— Exercise instructions —
Show every line of the material below that contains the word "baseball". Case counts, so only lines with that same capitalization qualify.

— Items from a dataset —
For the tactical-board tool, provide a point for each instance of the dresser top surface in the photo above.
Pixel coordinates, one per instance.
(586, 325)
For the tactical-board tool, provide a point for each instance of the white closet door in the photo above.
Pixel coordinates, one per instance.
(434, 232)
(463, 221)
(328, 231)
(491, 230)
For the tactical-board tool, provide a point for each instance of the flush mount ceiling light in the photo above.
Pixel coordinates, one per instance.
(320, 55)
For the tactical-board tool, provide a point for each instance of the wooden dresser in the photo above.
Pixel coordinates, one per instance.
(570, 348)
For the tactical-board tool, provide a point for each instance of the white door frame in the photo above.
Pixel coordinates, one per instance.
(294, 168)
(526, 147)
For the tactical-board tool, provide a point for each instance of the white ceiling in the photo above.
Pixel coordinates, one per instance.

==

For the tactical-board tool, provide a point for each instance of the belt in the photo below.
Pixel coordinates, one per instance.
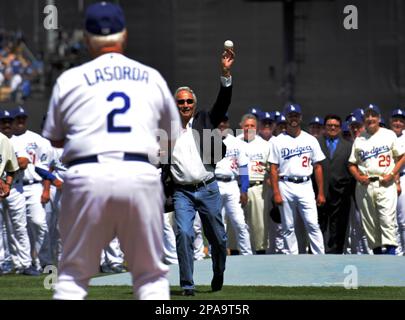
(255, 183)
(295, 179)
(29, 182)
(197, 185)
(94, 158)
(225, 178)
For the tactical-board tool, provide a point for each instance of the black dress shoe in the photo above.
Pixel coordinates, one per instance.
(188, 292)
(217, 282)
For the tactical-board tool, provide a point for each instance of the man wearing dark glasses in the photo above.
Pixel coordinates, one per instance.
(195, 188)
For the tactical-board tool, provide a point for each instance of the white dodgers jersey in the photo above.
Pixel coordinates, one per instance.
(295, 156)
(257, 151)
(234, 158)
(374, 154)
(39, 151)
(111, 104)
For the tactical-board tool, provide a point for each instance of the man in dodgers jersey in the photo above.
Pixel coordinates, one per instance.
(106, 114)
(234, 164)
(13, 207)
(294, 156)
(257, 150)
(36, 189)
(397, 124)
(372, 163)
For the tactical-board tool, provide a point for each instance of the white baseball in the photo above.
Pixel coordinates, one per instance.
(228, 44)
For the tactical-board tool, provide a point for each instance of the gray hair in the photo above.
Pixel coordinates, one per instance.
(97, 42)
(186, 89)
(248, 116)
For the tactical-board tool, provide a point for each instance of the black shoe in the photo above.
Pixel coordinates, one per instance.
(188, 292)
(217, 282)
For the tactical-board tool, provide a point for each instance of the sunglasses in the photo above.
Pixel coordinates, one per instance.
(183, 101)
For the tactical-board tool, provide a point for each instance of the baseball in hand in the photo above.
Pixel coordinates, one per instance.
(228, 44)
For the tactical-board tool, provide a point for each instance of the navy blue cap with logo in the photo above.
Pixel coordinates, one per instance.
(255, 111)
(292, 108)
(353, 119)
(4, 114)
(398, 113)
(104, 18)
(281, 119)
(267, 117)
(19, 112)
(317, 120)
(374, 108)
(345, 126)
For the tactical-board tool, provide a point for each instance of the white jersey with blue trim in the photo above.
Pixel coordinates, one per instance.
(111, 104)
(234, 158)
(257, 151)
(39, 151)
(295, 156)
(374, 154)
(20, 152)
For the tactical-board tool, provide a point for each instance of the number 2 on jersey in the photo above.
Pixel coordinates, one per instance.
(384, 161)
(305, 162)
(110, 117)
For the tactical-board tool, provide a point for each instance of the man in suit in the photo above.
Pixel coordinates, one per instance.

— Solution below —
For the tactical-board tool, provide a point for each instance of the white baseball in the photo above.
For the tactical-board tool, provide a point for each instance of the baseball in hand in the photo above.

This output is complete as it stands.